● Direction
Reproduce every line of the material below without changing anything.

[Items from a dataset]
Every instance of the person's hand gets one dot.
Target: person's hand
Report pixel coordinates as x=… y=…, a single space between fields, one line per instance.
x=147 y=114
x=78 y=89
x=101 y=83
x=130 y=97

● Task response
Every instance of the person's hand gets one dot.
Target: person's hand
Report pixel coordinates as x=… y=…, a single space between fields, one line per instance.
x=147 y=114
x=78 y=89
x=101 y=83
x=130 y=97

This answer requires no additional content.